**Goal**
Reproduce the records below line for line, with no changes.

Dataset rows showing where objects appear

==================================================

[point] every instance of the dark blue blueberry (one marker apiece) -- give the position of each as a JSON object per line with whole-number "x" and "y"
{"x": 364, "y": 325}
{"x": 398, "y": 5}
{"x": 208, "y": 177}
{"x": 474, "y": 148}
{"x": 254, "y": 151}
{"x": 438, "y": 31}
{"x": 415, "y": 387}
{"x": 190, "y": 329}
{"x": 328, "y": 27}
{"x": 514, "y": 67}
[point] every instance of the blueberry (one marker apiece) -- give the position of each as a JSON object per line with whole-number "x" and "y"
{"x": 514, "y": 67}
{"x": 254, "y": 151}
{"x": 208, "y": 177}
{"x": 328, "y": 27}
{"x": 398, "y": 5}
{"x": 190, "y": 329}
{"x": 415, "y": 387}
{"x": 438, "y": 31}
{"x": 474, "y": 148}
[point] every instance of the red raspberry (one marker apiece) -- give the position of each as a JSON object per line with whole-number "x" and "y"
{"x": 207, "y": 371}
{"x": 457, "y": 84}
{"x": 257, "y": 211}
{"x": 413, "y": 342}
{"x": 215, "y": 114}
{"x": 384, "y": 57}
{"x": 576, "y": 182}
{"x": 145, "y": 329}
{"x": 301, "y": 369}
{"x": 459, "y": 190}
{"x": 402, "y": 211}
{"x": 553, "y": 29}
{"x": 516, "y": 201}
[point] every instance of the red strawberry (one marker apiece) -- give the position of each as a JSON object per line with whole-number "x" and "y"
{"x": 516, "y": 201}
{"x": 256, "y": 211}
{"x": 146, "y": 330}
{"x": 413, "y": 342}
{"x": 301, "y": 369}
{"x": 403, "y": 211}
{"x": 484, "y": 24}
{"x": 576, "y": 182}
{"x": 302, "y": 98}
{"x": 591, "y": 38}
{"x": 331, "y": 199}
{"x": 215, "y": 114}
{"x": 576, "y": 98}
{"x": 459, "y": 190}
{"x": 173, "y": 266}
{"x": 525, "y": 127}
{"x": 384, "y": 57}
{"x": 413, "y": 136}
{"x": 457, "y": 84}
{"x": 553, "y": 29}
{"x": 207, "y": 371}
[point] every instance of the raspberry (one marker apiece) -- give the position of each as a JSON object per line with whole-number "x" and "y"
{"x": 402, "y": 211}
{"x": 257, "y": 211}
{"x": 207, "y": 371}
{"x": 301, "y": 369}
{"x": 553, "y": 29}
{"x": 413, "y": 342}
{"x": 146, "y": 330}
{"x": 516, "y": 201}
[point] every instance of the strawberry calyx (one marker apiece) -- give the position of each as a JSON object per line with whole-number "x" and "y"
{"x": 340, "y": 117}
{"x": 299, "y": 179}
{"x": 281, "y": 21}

==================================================

**Solution**
[point] every instance of the dark blue blueberry (one marker apiece) -- give the position of each as a JSON object per line with whole-number "x" and "y"
{"x": 364, "y": 325}
{"x": 398, "y": 5}
{"x": 208, "y": 177}
{"x": 474, "y": 148}
{"x": 254, "y": 151}
{"x": 438, "y": 31}
{"x": 415, "y": 387}
{"x": 190, "y": 329}
{"x": 328, "y": 27}
{"x": 514, "y": 67}
[point] every instance of the blueberry (one marker apiece) -- give the position of each as a JSON object per line with whole-number "x" and "y"
{"x": 514, "y": 67}
{"x": 254, "y": 151}
{"x": 208, "y": 177}
{"x": 328, "y": 27}
{"x": 398, "y": 5}
{"x": 190, "y": 329}
{"x": 415, "y": 387}
{"x": 438, "y": 31}
{"x": 474, "y": 148}
[point] every instance of the red raspberry (one marker apiece) -- give the position of each as a JSON object per line with whole-number "x" and "y"
{"x": 207, "y": 371}
{"x": 457, "y": 84}
{"x": 257, "y": 211}
{"x": 413, "y": 342}
{"x": 215, "y": 114}
{"x": 384, "y": 57}
{"x": 576, "y": 182}
{"x": 145, "y": 329}
{"x": 301, "y": 369}
{"x": 459, "y": 190}
{"x": 402, "y": 211}
{"x": 553, "y": 29}
{"x": 516, "y": 201}
[point] every instance of the red strawberry (one marker apiece) -- give the position of each as a JSON object per line with whole-number "x" and "y"
{"x": 516, "y": 201}
{"x": 256, "y": 211}
{"x": 146, "y": 330}
{"x": 413, "y": 342}
{"x": 301, "y": 369}
{"x": 403, "y": 211}
{"x": 484, "y": 24}
{"x": 576, "y": 182}
{"x": 302, "y": 98}
{"x": 591, "y": 38}
{"x": 331, "y": 199}
{"x": 215, "y": 114}
{"x": 576, "y": 98}
{"x": 459, "y": 190}
{"x": 173, "y": 266}
{"x": 525, "y": 127}
{"x": 384, "y": 57}
{"x": 413, "y": 136}
{"x": 457, "y": 84}
{"x": 553, "y": 29}
{"x": 207, "y": 371}
[point] every instance of the raspberry (one marker apiece) -- give the position of each as a JSON object per line with whole-number "x" and "y"
{"x": 402, "y": 211}
{"x": 257, "y": 211}
{"x": 207, "y": 371}
{"x": 301, "y": 369}
{"x": 553, "y": 29}
{"x": 413, "y": 342}
{"x": 146, "y": 330}
{"x": 516, "y": 201}
[point] every instance of the strawberry calyx (one marker apiece) -- give the position of each as a JSON object per line with whole-number "x" and "y"
{"x": 340, "y": 117}
{"x": 299, "y": 179}
{"x": 281, "y": 21}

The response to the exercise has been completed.